(Rows taken from a pointing dataset)
"""
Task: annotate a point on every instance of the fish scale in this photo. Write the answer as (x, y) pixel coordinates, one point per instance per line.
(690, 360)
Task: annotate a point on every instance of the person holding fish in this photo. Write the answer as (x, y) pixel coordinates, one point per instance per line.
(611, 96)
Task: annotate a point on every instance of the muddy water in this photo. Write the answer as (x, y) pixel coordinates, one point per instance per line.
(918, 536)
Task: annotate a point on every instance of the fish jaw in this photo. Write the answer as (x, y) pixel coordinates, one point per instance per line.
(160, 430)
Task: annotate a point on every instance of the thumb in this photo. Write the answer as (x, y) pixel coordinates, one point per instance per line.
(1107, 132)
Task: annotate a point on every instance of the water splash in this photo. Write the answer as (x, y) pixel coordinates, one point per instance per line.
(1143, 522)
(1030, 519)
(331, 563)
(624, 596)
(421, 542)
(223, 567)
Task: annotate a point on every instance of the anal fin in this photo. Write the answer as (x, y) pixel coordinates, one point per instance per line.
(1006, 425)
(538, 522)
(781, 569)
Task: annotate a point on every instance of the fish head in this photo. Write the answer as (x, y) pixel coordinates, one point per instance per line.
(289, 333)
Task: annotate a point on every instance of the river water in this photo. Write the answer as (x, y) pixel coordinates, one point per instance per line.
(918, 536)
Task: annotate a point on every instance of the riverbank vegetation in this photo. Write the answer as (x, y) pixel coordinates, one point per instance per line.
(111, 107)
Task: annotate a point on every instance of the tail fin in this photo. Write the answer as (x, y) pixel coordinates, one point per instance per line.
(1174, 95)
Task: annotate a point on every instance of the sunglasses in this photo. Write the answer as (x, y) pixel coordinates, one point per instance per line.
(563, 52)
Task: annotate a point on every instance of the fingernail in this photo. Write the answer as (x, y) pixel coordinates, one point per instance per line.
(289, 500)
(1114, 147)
"""
## EXERCISE DETAILS
Could you return all of the entries above word for word, in their original order?

## RESPONSE
Task: annotate a point on every instance of the fish scale in this photo. Write the answer as (x, y) pixel coordinates, one point per instance per line.
(690, 360)
Task: annotate a point on every instance of the person holding fish in this photo. Write the answer as (x, y) pixel coordinates, one point per instance per line.
(611, 96)
Task: annotate a point on every instance of the muddy water in this photo. Write the answer as (x, y) pixel coordinates, one point per instance per line.
(918, 536)
Task: annotate a point on every instance of the fish jaw in this photo. Write the answer as (x, y) pixel coordinates, one point per instance per line.
(160, 430)
Task: annotate a point on every instance of the thumb in this photo. Write the answer as (x, y) pixel coordinates, one point per instance per line.
(1107, 132)
Task: annotate a point on every instance of the water splash in this photo. Write the answer as (x, y) pixel coordinates, one point per instance per line.
(1143, 522)
(1030, 519)
(331, 563)
(624, 596)
(421, 542)
(223, 567)
Task: annotate a point on every instance of the anal fin in this photo. Write the answer as (x, y) pixel coordinates, one point per instance per line.
(1006, 425)
(538, 522)
(781, 569)
Task: annotate a point on every instance of the fish head in this photo. Write the answer as (x, y) pixel coordinates, one point per instance per line.
(289, 333)
Task: annotate a point on every instance of the river water in this photo. Write the answer as (x, y) pixel coordinates, one point per instance per line.
(918, 536)
Task: annotate a point on every instance of the riverbank vegetation in this photo. Write the answer as (x, y) pixel coordinates, one point per instance per line.
(111, 107)
Task: annotate a point on every instance of the tail fin in this photo. Write the answer as (x, y) pixel coordinates, one point per instance per line.
(1174, 95)
Task: annotate a point on every instance of the sunglasses in this photo. Write the answer as (x, y) pixel coordinates, one point per instance per line.
(563, 52)
Task: annotate a point on every instance of the fingernail in this photo. Write the answer as (x, y) pixel coordinates, one point per instance per line.
(289, 500)
(1114, 147)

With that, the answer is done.